▶ _WHAT YOU HAVE TO DO_:
Would you retype exactly the lines from the one containing "Where can you find the pink" through the last line of the records below, and nothing else?

Records drawn from a dataset
+--

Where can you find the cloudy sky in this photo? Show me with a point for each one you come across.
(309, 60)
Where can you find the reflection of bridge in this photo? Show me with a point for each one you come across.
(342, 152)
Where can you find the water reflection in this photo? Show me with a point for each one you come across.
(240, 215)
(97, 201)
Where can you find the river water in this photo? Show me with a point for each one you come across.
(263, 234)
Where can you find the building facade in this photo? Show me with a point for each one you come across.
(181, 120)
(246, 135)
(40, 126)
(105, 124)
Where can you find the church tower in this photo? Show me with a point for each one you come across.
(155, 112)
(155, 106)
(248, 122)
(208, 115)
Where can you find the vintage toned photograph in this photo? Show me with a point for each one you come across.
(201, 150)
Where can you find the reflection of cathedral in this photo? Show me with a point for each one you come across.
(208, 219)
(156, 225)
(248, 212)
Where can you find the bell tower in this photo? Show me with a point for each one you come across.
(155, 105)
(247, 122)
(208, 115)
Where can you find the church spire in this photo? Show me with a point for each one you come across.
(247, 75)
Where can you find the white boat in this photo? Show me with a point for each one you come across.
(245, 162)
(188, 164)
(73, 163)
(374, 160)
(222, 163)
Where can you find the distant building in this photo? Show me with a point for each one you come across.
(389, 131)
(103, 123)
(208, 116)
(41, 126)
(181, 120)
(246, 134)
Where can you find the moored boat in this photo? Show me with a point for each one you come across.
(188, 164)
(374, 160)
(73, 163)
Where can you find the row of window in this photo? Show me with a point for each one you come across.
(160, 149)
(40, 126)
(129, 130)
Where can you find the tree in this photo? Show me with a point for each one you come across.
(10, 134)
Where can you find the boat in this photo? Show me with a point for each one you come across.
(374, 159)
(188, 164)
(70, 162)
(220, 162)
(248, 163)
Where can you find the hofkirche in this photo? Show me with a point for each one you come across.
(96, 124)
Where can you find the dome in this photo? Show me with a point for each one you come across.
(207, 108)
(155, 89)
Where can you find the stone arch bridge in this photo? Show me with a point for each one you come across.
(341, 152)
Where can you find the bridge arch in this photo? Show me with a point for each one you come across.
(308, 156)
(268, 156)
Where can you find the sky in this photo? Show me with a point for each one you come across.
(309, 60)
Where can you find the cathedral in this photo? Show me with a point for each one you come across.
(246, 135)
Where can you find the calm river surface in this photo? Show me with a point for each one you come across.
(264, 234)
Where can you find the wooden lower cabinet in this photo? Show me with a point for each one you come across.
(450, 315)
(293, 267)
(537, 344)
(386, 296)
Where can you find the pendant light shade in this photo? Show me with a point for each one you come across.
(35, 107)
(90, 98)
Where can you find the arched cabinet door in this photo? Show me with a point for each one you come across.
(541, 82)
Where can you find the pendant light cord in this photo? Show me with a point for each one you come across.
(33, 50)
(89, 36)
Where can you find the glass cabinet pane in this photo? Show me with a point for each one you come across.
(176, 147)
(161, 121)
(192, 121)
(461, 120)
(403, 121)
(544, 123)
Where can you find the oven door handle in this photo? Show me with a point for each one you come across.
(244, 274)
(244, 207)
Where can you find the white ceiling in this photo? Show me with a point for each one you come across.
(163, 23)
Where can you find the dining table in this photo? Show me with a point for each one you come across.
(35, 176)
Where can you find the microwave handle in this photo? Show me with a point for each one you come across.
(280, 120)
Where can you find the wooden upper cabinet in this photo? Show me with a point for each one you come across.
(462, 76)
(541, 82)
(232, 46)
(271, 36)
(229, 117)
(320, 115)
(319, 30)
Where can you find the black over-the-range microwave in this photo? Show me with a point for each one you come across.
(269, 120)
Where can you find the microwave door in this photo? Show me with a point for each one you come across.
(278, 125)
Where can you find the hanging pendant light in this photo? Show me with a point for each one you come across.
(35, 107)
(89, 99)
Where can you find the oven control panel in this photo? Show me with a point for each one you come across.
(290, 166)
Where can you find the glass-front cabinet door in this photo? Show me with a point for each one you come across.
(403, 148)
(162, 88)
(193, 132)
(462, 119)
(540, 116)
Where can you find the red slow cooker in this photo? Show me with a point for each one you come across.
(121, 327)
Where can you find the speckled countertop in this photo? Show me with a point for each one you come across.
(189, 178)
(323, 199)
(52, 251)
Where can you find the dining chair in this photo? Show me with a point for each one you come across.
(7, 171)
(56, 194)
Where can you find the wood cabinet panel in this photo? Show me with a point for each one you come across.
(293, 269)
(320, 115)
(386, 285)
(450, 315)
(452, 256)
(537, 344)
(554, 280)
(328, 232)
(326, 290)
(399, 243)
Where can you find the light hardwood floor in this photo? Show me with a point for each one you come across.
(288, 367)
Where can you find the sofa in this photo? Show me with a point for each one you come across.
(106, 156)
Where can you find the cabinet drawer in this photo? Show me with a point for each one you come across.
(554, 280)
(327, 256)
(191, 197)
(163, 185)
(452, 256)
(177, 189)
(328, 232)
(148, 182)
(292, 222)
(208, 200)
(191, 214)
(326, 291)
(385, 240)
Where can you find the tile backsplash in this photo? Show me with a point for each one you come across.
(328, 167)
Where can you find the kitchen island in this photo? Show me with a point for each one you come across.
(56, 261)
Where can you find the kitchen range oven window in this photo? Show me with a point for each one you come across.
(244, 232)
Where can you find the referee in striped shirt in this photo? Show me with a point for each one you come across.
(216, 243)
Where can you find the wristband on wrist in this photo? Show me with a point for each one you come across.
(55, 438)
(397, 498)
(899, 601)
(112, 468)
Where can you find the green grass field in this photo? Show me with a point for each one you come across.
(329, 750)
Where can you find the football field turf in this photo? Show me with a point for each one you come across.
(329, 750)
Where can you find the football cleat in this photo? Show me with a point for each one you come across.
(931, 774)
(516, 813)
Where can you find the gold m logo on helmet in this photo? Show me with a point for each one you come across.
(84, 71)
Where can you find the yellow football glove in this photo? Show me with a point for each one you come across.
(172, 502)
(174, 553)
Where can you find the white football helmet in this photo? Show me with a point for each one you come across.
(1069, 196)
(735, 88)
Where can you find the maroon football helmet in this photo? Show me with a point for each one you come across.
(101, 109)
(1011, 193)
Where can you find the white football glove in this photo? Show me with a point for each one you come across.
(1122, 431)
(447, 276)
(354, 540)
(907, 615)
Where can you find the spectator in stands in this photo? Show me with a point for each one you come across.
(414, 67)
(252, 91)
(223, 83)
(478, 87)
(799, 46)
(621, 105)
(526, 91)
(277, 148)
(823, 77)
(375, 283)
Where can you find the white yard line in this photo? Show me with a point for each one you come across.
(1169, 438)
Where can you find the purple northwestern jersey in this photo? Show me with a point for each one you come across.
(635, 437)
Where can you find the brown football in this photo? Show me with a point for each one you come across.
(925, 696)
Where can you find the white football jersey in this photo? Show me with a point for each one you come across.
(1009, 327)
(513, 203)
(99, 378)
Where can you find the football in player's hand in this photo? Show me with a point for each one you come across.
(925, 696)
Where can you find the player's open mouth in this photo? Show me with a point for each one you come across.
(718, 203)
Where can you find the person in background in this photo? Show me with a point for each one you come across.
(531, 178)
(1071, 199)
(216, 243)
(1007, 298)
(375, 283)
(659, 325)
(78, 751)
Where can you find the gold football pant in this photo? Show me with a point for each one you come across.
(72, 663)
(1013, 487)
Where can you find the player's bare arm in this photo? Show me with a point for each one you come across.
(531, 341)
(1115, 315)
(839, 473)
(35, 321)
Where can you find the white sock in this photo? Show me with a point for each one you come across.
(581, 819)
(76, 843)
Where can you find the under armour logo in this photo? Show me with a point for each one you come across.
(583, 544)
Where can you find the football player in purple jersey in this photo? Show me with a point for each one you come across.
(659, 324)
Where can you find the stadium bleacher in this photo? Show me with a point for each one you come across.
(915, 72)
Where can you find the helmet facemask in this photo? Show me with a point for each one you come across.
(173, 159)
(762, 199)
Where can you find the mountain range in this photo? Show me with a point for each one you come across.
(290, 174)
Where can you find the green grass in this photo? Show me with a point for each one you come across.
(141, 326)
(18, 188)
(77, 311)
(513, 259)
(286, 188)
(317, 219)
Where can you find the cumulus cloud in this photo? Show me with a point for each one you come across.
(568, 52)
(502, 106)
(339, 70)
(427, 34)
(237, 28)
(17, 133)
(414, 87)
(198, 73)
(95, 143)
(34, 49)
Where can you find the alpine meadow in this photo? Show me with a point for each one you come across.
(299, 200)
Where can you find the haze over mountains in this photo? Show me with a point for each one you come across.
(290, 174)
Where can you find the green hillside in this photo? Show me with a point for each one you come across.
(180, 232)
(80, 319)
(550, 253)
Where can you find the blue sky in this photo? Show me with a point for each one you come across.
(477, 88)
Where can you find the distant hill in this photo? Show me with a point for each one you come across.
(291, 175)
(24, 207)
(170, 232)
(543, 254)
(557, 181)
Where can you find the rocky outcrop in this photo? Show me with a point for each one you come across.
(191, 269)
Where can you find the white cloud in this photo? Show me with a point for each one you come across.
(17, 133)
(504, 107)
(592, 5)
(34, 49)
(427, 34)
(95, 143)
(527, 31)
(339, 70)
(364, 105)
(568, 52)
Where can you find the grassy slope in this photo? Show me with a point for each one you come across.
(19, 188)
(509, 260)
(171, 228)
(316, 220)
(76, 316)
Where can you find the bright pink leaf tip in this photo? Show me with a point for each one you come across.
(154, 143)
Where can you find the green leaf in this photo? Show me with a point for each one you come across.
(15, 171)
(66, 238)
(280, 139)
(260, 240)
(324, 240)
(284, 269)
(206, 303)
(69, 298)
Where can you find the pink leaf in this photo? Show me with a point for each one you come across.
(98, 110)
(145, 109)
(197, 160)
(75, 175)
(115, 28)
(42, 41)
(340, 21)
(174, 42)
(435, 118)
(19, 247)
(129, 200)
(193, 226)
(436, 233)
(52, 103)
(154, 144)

+--

▶ _EXERCISE OUTPUT_:
Where can you find the pink leaf in this photo? Show me with a point for each one you come across.
(98, 110)
(145, 109)
(197, 160)
(75, 175)
(115, 28)
(42, 41)
(340, 21)
(174, 42)
(435, 118)
(19, 247)
(129, 200)
(193, 226)
(436, 233)
(52, 103)
(154, 144)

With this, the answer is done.